**THE PROBLEM**
State how many lines of the material contain the string "road", treating uppercase and lowercase as different. Give only the number.

(Rows from a segmentation dataset)
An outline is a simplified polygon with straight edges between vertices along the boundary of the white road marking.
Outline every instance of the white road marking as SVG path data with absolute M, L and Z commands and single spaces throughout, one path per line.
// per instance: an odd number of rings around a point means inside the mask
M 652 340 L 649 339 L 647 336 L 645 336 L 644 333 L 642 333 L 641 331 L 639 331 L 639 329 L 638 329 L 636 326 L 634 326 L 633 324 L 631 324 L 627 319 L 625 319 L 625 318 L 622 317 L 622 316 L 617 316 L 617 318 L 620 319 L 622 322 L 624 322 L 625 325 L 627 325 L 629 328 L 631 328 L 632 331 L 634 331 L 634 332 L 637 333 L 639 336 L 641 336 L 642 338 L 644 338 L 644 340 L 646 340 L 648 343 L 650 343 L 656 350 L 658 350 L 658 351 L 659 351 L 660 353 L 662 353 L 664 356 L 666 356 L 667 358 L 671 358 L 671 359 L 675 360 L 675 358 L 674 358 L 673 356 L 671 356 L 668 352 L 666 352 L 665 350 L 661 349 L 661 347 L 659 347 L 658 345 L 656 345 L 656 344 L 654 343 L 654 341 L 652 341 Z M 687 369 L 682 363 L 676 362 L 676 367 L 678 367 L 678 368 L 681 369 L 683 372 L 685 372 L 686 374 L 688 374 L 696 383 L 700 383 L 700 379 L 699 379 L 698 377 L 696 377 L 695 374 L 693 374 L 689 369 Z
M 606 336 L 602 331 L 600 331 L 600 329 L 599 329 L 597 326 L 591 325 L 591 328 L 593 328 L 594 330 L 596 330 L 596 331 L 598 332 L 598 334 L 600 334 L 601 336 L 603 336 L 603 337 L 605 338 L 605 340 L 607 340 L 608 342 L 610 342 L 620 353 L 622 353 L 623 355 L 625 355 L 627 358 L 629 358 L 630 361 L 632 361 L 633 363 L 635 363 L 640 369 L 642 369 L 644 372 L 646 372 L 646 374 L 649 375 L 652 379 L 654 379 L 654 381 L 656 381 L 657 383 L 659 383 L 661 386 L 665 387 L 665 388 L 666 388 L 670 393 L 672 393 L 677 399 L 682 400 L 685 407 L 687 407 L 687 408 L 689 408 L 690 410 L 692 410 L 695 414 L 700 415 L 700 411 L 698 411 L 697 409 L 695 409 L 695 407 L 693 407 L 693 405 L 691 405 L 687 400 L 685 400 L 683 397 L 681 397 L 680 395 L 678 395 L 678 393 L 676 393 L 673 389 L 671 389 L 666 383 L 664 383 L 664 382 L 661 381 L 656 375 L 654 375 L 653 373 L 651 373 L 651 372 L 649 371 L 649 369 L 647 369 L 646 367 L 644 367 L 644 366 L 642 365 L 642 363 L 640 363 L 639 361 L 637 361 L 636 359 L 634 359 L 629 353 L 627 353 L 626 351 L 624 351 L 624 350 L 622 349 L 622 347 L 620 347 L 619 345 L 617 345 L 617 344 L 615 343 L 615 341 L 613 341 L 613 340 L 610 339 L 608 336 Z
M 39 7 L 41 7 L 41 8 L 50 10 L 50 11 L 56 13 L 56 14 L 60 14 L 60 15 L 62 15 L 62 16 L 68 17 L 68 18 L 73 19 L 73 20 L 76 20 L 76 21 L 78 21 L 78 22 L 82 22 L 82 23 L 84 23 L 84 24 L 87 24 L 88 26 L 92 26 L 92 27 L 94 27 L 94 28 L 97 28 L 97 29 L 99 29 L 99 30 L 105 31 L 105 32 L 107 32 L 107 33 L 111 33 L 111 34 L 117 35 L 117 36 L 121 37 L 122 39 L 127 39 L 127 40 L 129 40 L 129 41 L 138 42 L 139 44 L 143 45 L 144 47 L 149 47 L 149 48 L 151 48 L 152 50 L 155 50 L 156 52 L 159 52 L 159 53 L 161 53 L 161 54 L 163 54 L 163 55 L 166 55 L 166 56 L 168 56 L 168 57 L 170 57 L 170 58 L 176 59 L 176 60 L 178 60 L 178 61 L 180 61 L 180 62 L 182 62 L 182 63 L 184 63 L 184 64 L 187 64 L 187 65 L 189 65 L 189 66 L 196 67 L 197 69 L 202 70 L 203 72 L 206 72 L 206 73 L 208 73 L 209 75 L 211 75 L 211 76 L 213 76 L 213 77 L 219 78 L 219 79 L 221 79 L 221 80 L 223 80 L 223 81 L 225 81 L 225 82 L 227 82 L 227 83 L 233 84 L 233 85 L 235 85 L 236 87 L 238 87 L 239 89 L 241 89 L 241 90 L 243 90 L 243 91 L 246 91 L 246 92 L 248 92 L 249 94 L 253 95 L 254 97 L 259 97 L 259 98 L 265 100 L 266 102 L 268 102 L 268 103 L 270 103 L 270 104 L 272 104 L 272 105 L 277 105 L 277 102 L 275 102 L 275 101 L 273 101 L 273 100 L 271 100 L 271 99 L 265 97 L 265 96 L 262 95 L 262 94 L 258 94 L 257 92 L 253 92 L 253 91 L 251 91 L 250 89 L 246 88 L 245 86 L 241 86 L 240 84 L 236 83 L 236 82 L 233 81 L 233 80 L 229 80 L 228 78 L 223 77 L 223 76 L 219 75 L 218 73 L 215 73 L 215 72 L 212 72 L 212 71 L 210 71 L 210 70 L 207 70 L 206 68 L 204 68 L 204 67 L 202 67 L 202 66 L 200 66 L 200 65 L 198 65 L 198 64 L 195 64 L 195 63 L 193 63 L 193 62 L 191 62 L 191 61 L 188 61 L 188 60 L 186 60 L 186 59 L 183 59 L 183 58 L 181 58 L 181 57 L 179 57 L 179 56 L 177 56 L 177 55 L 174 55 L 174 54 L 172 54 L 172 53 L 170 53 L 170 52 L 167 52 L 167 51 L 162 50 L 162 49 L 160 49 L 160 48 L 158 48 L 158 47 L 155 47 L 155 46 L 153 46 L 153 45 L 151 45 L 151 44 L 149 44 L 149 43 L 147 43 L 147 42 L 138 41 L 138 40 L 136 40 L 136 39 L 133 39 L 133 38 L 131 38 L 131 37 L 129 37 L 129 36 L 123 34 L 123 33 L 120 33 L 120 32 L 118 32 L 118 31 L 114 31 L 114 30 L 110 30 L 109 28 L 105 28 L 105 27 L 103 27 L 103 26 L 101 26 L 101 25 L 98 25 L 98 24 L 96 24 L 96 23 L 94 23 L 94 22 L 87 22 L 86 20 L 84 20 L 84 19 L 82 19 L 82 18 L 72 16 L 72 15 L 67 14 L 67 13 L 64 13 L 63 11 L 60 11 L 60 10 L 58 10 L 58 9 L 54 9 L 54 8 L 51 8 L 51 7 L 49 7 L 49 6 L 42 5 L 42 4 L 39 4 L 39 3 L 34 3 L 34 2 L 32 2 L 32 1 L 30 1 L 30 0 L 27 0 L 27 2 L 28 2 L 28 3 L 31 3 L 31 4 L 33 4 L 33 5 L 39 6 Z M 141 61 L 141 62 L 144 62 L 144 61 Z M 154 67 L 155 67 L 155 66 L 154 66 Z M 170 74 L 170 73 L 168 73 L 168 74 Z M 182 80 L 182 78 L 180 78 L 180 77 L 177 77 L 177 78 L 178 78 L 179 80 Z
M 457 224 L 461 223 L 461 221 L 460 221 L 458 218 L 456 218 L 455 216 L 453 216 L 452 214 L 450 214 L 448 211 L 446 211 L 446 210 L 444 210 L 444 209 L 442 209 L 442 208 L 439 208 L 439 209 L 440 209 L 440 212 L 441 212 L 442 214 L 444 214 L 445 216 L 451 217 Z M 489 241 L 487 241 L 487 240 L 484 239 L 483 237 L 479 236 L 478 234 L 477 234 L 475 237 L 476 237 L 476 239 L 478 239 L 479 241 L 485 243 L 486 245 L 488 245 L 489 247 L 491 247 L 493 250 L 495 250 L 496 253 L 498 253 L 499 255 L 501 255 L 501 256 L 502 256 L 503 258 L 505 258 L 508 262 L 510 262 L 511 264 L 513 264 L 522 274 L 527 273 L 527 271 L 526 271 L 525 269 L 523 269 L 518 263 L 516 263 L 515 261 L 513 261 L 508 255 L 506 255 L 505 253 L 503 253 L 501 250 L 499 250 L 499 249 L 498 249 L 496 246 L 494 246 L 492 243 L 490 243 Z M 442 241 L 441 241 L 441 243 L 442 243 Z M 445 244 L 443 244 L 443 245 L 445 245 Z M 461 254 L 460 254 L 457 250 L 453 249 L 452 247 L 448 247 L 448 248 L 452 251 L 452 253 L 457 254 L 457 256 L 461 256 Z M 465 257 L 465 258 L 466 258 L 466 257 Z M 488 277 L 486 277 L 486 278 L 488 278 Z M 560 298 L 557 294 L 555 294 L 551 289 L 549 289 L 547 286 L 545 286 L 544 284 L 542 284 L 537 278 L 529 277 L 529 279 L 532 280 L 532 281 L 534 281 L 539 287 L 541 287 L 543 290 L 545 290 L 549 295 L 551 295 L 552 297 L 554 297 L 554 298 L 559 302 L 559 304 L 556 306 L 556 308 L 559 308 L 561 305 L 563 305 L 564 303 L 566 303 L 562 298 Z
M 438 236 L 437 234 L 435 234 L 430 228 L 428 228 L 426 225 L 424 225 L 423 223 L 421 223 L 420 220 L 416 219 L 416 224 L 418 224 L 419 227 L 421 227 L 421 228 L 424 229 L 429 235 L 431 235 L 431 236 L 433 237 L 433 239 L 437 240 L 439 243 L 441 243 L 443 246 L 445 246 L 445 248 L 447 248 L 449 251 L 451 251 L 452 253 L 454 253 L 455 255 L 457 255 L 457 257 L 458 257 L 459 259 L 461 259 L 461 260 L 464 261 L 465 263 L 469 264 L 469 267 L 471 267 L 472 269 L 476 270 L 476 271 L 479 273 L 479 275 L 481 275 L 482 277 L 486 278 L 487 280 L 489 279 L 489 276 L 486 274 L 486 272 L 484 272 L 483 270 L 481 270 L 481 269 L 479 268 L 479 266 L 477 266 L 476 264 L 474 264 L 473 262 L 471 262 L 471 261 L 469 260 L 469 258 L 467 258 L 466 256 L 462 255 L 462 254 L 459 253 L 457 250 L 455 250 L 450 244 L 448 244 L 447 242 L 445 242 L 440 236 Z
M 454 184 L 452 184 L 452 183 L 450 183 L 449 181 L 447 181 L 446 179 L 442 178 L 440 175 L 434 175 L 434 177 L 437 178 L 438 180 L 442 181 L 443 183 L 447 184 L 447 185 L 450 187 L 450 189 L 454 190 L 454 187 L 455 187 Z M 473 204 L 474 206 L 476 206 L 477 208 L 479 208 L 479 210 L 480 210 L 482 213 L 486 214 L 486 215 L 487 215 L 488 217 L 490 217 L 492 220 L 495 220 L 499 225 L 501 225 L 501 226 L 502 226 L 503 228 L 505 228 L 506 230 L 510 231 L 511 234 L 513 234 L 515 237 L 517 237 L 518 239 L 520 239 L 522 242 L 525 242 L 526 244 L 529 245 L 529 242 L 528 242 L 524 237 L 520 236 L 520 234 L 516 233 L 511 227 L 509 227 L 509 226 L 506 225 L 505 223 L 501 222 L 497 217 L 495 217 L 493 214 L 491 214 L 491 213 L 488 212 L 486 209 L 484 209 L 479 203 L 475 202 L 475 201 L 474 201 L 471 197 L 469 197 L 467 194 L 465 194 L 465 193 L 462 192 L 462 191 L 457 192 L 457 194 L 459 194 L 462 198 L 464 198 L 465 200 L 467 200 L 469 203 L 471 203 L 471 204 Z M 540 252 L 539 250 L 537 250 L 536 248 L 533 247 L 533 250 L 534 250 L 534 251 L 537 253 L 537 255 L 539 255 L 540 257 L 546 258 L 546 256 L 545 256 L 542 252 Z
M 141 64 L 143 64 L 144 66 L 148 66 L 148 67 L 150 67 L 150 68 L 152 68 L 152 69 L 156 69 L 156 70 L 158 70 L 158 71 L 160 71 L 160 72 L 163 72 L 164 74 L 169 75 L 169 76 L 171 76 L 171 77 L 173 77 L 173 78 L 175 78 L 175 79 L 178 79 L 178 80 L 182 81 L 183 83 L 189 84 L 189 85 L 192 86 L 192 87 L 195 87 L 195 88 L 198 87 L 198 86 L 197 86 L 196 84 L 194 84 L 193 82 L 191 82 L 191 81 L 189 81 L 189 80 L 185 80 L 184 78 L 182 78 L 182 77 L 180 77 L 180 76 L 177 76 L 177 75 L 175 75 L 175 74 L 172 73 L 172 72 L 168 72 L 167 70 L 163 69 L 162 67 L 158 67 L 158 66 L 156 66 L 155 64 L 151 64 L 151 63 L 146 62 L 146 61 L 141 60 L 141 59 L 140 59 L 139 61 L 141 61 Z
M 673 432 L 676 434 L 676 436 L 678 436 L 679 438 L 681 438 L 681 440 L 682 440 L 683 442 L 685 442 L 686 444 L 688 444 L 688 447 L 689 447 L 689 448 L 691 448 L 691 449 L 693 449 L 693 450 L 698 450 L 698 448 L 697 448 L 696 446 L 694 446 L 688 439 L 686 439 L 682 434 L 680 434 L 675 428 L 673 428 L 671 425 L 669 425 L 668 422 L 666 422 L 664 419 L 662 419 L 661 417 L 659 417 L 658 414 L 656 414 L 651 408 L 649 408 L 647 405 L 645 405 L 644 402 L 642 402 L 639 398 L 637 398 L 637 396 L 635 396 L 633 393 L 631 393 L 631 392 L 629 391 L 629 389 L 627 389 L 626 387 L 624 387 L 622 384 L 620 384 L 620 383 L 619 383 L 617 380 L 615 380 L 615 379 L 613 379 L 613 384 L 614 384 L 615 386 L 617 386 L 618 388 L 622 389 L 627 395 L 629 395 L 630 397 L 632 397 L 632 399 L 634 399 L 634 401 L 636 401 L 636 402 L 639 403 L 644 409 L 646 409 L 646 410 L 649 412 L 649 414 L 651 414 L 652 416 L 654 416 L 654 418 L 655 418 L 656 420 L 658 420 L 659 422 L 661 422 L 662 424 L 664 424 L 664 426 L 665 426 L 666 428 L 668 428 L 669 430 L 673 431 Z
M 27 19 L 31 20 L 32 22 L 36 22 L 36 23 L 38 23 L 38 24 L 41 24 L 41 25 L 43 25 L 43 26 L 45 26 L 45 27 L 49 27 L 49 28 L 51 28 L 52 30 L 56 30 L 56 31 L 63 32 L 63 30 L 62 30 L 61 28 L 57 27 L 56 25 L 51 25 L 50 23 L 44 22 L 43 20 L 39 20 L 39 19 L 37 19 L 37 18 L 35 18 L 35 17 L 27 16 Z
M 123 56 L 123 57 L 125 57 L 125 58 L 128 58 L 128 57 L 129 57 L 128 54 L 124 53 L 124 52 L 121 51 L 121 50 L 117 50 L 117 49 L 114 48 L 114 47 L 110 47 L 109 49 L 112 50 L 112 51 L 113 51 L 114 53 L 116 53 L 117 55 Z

**WORKED SOLUTION**
2